Problem requirements: Copies of all lines that contain "moth" are needed; take them from the data below.

(Natural-language object grounding data)
Segment Open

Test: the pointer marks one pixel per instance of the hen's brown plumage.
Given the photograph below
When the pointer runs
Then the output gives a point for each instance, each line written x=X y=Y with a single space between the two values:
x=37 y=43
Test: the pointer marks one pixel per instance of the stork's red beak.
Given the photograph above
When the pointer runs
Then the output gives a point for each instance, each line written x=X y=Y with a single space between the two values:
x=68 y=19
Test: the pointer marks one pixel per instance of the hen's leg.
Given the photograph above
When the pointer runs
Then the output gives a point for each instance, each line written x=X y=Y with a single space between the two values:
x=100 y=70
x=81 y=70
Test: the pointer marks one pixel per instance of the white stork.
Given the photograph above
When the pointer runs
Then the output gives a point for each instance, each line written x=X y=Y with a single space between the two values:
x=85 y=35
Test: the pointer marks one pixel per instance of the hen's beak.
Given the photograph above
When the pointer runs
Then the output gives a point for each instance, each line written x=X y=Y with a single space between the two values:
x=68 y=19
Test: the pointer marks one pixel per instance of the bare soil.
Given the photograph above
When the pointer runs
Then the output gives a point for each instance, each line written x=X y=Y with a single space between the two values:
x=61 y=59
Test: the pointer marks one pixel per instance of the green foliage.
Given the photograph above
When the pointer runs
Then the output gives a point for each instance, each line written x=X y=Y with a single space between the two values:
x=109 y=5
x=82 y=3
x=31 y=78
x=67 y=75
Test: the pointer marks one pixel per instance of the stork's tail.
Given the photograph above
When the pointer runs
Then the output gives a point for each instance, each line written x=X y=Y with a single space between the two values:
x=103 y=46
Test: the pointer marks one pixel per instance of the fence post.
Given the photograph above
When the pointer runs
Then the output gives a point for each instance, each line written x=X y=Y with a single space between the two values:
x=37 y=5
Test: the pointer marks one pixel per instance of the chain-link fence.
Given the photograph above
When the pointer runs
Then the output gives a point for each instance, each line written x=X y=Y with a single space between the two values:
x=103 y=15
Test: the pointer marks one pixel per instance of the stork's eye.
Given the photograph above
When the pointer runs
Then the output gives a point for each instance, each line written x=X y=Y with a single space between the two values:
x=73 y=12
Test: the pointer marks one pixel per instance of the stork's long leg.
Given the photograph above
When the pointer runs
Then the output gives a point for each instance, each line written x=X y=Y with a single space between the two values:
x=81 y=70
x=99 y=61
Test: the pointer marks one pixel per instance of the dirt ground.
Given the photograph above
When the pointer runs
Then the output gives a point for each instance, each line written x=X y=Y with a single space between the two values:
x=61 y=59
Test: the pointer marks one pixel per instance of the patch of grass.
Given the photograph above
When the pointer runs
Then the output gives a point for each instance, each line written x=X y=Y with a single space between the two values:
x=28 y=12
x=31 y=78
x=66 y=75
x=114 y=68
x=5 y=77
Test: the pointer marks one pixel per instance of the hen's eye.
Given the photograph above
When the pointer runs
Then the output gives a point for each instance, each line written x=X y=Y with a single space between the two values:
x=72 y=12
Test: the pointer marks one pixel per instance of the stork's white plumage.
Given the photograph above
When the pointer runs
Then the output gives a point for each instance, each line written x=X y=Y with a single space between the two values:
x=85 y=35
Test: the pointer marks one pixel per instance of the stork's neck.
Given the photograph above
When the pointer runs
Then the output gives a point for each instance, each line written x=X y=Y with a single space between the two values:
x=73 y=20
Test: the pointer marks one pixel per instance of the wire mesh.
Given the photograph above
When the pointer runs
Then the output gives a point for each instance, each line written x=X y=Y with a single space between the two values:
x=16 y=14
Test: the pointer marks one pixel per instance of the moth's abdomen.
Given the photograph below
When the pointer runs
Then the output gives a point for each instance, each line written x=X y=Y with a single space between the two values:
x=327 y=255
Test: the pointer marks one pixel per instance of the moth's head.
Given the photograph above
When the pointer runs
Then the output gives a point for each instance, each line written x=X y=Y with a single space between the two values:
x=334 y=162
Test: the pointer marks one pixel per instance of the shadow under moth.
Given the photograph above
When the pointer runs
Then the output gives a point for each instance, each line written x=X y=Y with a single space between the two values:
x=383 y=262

Segment Closed
Segment Open

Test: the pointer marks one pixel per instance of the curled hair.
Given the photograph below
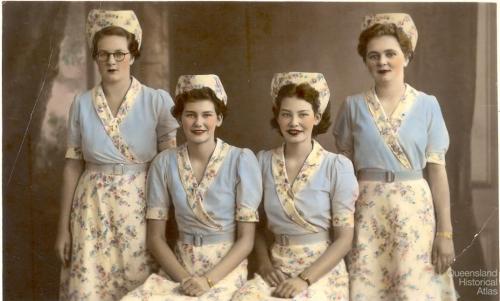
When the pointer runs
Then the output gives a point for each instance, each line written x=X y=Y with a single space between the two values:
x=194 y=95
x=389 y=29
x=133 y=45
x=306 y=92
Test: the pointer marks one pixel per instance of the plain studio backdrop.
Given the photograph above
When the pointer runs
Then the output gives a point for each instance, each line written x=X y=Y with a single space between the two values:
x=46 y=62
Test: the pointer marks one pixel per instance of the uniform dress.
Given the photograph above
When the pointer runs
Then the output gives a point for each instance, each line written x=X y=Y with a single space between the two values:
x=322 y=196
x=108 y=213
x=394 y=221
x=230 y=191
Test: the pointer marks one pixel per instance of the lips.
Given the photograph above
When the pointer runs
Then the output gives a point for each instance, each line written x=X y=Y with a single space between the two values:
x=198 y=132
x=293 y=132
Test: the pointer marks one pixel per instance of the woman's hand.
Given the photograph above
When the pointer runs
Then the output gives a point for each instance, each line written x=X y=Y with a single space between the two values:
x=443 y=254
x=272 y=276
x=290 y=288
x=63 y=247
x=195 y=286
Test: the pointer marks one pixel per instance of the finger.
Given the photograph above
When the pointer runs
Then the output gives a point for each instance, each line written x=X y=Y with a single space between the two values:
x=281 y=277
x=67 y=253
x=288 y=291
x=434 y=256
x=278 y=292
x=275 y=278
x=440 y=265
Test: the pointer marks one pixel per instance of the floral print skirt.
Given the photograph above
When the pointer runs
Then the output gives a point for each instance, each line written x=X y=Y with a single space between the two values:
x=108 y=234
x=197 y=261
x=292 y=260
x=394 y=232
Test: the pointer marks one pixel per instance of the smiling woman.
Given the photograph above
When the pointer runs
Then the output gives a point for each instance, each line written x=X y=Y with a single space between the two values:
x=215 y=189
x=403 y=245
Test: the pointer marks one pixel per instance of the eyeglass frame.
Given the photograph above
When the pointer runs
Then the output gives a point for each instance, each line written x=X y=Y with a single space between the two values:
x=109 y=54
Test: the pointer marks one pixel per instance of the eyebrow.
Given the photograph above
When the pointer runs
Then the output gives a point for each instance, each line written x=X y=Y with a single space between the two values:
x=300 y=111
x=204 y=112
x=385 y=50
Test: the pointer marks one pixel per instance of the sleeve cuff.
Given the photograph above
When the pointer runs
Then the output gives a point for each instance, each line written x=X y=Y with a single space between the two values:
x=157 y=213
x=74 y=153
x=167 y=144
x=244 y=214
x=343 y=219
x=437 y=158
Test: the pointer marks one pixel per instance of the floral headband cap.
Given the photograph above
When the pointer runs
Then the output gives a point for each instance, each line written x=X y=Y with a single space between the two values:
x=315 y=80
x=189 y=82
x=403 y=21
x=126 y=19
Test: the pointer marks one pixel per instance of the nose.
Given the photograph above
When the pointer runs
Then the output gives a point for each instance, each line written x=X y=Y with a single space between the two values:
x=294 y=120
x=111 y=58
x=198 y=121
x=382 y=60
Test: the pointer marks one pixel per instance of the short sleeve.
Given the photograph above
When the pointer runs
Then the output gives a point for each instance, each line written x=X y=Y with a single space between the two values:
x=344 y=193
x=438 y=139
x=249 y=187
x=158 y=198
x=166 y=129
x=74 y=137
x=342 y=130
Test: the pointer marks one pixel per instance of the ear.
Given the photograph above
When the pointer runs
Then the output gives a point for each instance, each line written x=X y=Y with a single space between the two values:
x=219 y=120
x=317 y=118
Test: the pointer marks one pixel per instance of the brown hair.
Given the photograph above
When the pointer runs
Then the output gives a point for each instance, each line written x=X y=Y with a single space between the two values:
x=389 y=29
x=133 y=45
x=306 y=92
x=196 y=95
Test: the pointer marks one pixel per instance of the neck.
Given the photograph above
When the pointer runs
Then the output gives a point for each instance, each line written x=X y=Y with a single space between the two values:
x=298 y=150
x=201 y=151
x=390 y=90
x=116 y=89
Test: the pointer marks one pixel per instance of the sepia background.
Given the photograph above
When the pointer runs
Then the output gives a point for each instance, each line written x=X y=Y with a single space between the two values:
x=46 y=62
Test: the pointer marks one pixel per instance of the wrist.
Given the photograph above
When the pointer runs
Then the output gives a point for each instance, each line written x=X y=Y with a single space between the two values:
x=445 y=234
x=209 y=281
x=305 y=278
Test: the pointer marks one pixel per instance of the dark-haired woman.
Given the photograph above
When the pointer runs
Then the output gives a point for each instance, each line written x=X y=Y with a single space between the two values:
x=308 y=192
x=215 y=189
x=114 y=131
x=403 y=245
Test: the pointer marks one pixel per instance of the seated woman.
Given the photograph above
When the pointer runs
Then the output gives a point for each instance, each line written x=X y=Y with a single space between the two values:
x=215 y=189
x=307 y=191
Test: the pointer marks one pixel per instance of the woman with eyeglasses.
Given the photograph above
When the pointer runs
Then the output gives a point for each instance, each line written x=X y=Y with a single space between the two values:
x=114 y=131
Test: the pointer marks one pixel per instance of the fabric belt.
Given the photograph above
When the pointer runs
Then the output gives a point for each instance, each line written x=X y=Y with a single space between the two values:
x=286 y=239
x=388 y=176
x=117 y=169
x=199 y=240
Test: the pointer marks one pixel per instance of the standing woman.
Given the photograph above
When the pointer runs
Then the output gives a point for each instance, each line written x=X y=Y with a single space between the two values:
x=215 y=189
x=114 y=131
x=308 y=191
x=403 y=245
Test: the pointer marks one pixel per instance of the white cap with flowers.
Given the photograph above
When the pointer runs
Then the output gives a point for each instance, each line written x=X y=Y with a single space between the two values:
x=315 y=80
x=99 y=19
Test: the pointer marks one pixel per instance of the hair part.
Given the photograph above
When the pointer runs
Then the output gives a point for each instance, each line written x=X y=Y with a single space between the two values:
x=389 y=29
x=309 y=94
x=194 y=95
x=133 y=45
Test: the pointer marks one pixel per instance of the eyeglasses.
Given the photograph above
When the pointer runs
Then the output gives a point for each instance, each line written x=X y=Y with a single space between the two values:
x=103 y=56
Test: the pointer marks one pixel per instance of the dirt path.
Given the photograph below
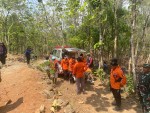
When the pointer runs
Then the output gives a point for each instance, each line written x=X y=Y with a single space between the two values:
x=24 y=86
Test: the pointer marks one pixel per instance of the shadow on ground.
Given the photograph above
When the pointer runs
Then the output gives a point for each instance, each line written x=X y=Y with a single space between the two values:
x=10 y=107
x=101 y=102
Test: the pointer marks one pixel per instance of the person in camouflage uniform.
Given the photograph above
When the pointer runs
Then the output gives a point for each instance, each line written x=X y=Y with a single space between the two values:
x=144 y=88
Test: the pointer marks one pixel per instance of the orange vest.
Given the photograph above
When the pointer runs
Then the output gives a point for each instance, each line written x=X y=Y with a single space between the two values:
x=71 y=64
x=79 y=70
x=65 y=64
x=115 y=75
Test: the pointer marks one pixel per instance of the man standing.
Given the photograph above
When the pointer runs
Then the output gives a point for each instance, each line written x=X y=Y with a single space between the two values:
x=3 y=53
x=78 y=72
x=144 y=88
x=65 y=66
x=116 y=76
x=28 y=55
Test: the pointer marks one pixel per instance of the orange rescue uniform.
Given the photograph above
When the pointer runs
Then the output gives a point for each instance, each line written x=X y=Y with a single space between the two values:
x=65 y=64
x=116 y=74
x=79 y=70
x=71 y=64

Segment Closed

Task result:
Test: the pointer marks one pixel per instance of the moth's abdomen.
Test: the pointer marks one pixel per instance of the moth's head.
Test: the pointer marks one pixel per instance of the shadow under moth.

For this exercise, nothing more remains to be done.